→ Your instructions
Leave out the pictures and set down the rest of the listing below word for word.

------ Input material ------

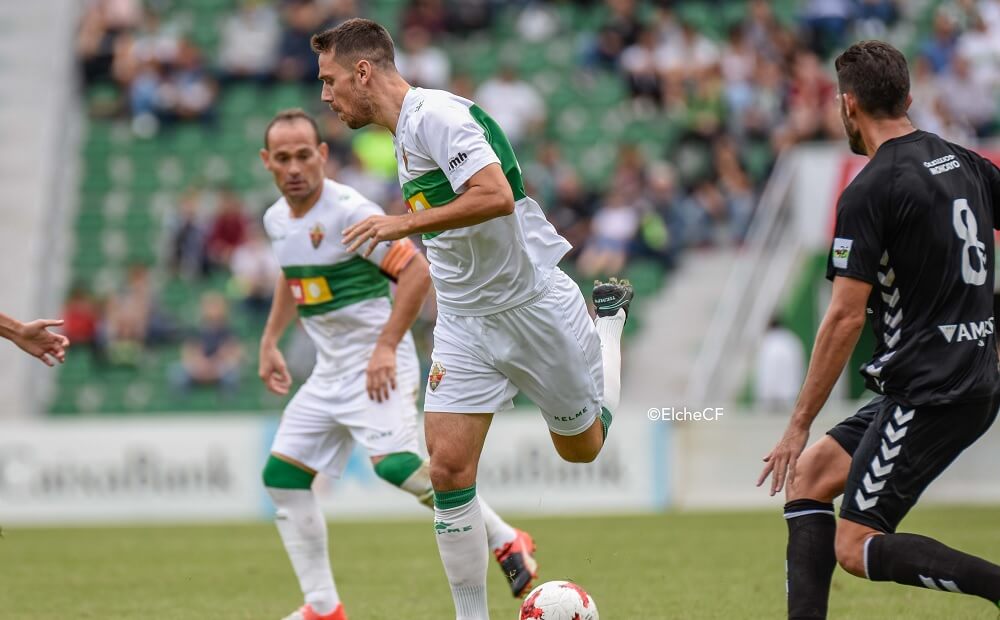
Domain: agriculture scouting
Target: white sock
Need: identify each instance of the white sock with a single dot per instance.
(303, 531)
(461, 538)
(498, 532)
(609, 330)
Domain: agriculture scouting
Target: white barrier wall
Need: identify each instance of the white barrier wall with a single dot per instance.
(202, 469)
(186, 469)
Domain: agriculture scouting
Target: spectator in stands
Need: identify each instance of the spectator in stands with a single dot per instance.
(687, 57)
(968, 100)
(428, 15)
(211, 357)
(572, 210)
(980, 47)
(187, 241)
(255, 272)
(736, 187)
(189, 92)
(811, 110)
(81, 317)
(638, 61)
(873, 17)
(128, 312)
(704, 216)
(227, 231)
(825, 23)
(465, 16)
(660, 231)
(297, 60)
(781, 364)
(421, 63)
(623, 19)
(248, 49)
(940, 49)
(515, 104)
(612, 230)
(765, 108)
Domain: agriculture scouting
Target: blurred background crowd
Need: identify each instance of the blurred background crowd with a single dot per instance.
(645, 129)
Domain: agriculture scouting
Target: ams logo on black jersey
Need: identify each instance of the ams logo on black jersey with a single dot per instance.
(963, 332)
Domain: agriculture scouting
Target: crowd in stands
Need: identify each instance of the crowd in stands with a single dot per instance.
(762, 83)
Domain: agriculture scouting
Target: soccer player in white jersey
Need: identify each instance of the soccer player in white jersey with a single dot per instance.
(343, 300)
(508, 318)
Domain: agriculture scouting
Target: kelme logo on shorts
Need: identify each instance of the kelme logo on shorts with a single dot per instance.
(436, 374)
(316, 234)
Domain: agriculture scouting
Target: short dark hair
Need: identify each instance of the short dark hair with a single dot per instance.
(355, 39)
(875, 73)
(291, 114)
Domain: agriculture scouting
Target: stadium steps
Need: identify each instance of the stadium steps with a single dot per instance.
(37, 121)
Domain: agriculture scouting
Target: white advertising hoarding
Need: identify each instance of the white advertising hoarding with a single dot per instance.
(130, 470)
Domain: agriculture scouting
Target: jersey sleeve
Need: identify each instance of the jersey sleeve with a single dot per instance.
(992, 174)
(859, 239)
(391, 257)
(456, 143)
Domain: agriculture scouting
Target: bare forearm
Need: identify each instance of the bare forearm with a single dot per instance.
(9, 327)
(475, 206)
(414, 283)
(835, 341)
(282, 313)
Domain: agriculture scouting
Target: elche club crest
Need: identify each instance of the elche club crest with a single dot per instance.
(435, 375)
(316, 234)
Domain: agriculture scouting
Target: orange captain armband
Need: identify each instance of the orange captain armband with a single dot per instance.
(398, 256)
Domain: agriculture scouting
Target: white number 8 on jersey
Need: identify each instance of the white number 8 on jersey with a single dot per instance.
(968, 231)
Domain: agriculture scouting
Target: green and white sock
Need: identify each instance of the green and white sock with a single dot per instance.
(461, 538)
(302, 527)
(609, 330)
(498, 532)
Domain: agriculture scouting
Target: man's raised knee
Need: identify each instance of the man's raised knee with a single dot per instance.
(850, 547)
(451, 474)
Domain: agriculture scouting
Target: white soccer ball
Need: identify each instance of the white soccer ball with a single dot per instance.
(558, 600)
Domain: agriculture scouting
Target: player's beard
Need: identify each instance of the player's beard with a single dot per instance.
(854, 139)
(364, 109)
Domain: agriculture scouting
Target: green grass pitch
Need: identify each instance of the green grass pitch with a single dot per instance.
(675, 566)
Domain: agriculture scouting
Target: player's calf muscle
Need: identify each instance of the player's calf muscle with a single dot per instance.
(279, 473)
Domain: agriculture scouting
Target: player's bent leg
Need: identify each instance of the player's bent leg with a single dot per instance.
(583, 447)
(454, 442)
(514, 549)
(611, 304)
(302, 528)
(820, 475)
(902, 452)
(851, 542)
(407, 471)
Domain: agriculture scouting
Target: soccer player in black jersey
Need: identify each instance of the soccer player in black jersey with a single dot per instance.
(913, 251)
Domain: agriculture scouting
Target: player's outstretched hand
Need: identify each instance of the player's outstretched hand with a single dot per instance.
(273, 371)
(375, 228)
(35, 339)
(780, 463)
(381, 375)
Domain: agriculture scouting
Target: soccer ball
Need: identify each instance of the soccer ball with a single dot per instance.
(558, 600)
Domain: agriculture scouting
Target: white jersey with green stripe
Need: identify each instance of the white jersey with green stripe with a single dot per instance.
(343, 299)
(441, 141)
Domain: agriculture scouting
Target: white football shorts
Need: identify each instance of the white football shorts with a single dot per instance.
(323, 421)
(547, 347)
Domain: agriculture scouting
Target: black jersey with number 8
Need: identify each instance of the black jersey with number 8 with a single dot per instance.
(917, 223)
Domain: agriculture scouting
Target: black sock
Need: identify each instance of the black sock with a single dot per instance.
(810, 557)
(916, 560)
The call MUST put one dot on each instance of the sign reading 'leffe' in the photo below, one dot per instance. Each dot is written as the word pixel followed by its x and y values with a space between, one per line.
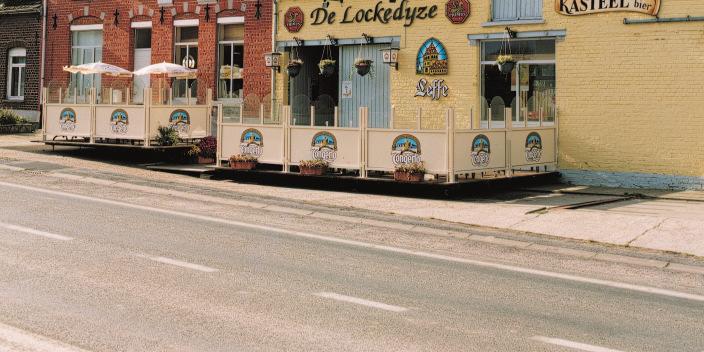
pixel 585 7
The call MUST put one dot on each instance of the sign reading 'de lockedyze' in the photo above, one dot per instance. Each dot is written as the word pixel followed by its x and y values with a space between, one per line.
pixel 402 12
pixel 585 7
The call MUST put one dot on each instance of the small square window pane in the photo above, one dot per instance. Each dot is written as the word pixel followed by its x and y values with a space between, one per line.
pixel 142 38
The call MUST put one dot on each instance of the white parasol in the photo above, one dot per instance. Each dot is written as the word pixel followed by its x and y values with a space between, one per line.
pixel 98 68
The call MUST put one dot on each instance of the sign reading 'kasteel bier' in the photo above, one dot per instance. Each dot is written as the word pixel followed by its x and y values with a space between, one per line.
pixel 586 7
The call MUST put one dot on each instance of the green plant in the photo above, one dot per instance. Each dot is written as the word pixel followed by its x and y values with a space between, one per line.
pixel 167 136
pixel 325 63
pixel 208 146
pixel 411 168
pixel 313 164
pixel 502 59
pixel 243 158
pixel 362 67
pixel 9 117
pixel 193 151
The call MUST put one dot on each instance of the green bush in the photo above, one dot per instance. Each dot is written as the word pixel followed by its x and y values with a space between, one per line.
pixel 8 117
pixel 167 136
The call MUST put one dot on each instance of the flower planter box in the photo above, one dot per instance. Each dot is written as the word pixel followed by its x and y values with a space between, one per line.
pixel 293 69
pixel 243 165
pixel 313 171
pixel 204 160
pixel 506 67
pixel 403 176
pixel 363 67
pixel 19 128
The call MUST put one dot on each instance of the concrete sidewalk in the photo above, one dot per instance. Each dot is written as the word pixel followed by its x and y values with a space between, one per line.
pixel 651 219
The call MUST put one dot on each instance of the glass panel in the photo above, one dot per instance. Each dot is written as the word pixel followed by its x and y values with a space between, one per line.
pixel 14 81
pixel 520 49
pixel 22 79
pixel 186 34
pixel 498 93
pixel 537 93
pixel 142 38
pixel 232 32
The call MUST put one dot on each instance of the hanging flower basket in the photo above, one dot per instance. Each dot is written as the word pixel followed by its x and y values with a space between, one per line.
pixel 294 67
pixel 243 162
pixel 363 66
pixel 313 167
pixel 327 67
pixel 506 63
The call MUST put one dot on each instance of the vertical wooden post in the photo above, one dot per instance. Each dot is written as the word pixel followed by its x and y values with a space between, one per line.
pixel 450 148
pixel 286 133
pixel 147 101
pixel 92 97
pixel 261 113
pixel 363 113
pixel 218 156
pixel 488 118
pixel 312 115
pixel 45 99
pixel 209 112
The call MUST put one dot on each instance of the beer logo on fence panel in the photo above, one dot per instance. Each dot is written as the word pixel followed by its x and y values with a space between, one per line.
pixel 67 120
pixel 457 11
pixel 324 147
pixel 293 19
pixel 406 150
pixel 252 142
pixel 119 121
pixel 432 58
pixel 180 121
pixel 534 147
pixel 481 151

------

→ Exercise solution
Domain: agriculture scouting
Target: white sock
Need: identify each instance of the white sock with a single dot per instance.
(303, 531)
(461, 538)
(498, 532)
(609, 330)
Domain: agriculture scouting
Target: white barrier wall
Need: identify each instance of the white barrier wall with a single dot per instance.
(202, 469)
(186, 469)
Domain: agriculture scouting
Target: spectator in stands
Need: identify each instance of the spectator in stands with a single dot per instance.
(687, 57)
(968, 100)
(428, 15)
(211, 357)
(572, 210)
(980, 47)
(187, 241)
(255, 272)
(736, 187)
(189, 92)
(811, 110)
(81, 317)
(638, 61)
(873, 17)
(128, 312)
(704, 216)
(227, 231)
(825, 23)
(465, 16)
(660, 231)
(297, 60)
(781, 364)
(421, 63)
(623, 19)
(248, 49)
(940, 49)
(515, 104)
(612, 230)
(765, 108)
Domain: agriculture scouting
Target: blurred background crowd
Need: identify each instance of the blurred background crowd with a single dot per instance.
(645, 129)
Domain: agriculture scouting
Target: ams logo on black jersey
Need: identify each instance of the ams logo on black jersey with a single dot per instance.
(963, 332)
Domain: agriculture scouting
Target: crowd in stands
Need: identify each instance of the crowd in stands with a single dot per instance.
(762, 83)
Domain: agriculture scouting
Target: soccer player in white jersey
Need: identify each instance of the soccer player in white jersey with a single dot per instance.
(343, 300)
(508, 318)
Domain: agriculture scouting
Target: kelme logo on shorts
Need: identify each instance of the kelme logo on shorts with a single dot per instance.
(436, 374)
(316, 234)
Domain: agriculture scouting
Target: short dark hair
Need: identify each instance of the short dark hair with a single dot per instance.
(355, 39)
(875, 73)
(291, 114)
Domain: agriculture scouting
Target: stadium steps
Need: identify each instance of the stadium steps with a single dot per instance.
(37, 121)
Domain: agriculture scouting
Target: white advertising hoarding
Need: identify each instance of the white advertising hoarding with a single dot per instance.
(130, 470)
Domain: agriculture scouting
Target: jersey sleeve
Need: identify each instance of the jersey sleeve with a single dot per instance.
(992, 174)
(859, 239)
(391, 257)
(456, 143)
Domain: agriculture scouting
Target: bare forearm
Need: identify each instance of the bare forearm with a single dot per instance.
(9, 327)
(475, 206)
(414, 283)
(835, 341)
(282, 313)
Domain: agriculture scouting
Target: elche club crest
Need: identify each instance of the elche club crest with a single dot per instance.
(435, 375)
(316, 234)
Domain: agriculture scouting
Target: orange captain armband
Need: identify each instance of the orange captain armband with a single dot per instance.
(398, 256)
Domain: agriculture scouting
Target: white number 8 on jersey
Need: identify each instance of the white number 8 on jersey with a single dot per instance.
(968, 231)
Domain: agriculture scouting
Target: green and white sock
Need: identify each instance of the green and white sock with a single dot per instance.
(461, 538)
(302, 527)
(609, 330)
(498, 532)
Domain: agriculture scouting
Target: man's raised knee
Need: identify each instance of the man's raised knee with a single dot per instance.
(850, 547)
(451, 474)
Domain: agriculture scouting
Target: white soccer ball
Need: identify each instance of the white soccer ball with a single dot per instance.
(558, 600)
Domain: agriculture scouting
Target: player's beard
Need: identify each instance of the player's beard with a single dot per instance.
(854, 139)
(364, 109)
Domain: agriculture scouting
Target: green grass pitch
Need: identify each instance of the green grass pitch with a single dot per instance.
(675, 566)
Domain: agriculture scouting
Target: player's calf muscle
Need: identify each instance of the player's calf muscle with a single dot per instance.
(279, 473)
Domain: agriculture scouting
Target: player's bent leg
Need: identify each instance of the player's bent leg with a single dot per instance.
(583, 447)
(454, 442)
(514, 549)
(611, 304)
(302, 528)
(820, 475)
(902, 452)
(851, 542)
(407, 471)
Domain: agriculture scouting
Target: soccer player in black jersey
Need: identify each instance of the soccer player in black jersey with a single dot per instance.
(913, 251)
Domain: agriculture scouting
Target: player's outstretched hand
Need: identify each instance of the player's outstretched hand with a single dot per instance.
(273, 371)
(375, 228)
(35, 339)
(780, 463)
(381, 375)
Domain: agriculture scouting
Target: soccer ball
Need: identify each instance of the soccer ball with a single dot per instance.
(558, 600)
Domain: agriculture scouting
Target: white jersey with green stripe
Need: identify each instance of the white jersey with green stripe with a single dot per instance.
(343, 299)
(441, 141)
Domain: agriculture scouting
Target: white football shorts
Need: identify each instance of the white football shorts with a single dot per instance.
(323, 421)
(547, 347)
Domain: agriculture scouting
Target: black jersey with number 8
Need: identify each instance of the black jersey with number 8 with a single dot per instance.
(917, 223)
Domain: agriculture scouting
Target: black sock
Need: identify each instance of the black sock with a single dot per instance.
(810, 557)
(916, 560)
The call MUST put one dot on each instance of the sign reading 'leffe' in the photo below, one dot per instance. Each dot is written as the word pixel followed by its x and y values with a space between, one per line.
pixel 585 7
The call MUST put one dot on each instance of the sign reading 'de lockedyze' in the photo above, one dot per instance. Each dot is written as the word pixel followed by its x and y values with a space between, one per line.
pixel 402 12
pixel 585 7
The call MUST put one dot on each instance of the small square window pane in the photo above, one dot per instance. Each dot is written as the word pixel followed by its x and y values with a space between, one per line.
pixel 142 38
The call MUST put one dot on each instance of the white parasol in the photo above, one dot per instance. Each dot is written as the word pixel followed by its x and y values with a space between, one per line.
pixel 98 68
The call MUST put one dot on each instance of the sign reading 'kasteel bier' in the photo above, one dot per instance. Each dot is written as the word pixel followed by its x and y values with a space between, one per line.
pixel 586 7
The call MUST put one dot on each instance of the green plant in the photo above, one dot per instance. Each dot is written as the word pixel followed by its x and y values with a space between, one per line.
pixel 167 136
pixel 325 63
pixel 208 146
pixel 411 168
pixel 313 164
pixel 502 59
pixel 243 158
pixel 362 67
pixel 9 117
pixel 193 151
The call MUST put one dot on each instance of the green bush in the photo above, one dot per instance. Each dot is written as the word pixel followed by its x and y values with a space between, one per line.
pixel 8 117
pixel 167 136
The call MUST put one dot on each instance of the flower planter box in the photo above, one dot per instance. Each dot is written as the word pixel followed by its x and y values with a space between, one per line.
pixel 293 69
pixel 243 165
pixel 313 171
pixel 204 160
pixel 506 67
pixel 403 176
pixel 363 67
pixel 19 128
The call MUST put one dot on each instance of the concrete sidewalk in the photo above, one dot per instance. Each dot is written as the word pixel followed by its x and y values with a space between, one per line.
pixel 651 219
The call MUST put one dot on each instance of the glass panel in the photo above, one dot per instance. Each dot is written as the word pixel followed by its x and y values with a space between, one per line.
pixel 14 81
pixel 520 49
pixel 22 79
pixel 186 34
pixel 498 93
pixel 537 93
pixel 142 38
pixel 232 32
The call MUST put one dot on each instance of the hanging flower basket in the photo above, one dot per instance. Each dot is written as the word pixel followed by its x and y values with a space between, one per line.
pixel 294 67
pixel 243 162
pixel 363 66
pixel 313 167
pixel 327 67
pixel 506 63
The call MUST put one dot on each instance of the vertical wooden post in the photo above, one dot per instance. Each dot is written as the word pixel followed by its x and y values with a space between, one per line.
pixel 450 148
pixel 286 133
pixel 147 101
pixel 92 97
pixel 261 113
pixel 363 113
pixel 218 156
pixel 488 118
pixel 312 115
pixel 45 99
pixel 209 112
The call MUST put one dot on each instance of the beer logo on fence panel in the photo above, one dot per instance. Each dot is written as the word pixel followed by its x and y values with a space between, one per line.
pixel 67 120
pixel 457 11
pixel 324 147
pixel 293 19
pixel 406 150
pixel 252 142
pixel 119 121
pixel 432 58
pixel 180 121
pixel 534 147
pixel 481 151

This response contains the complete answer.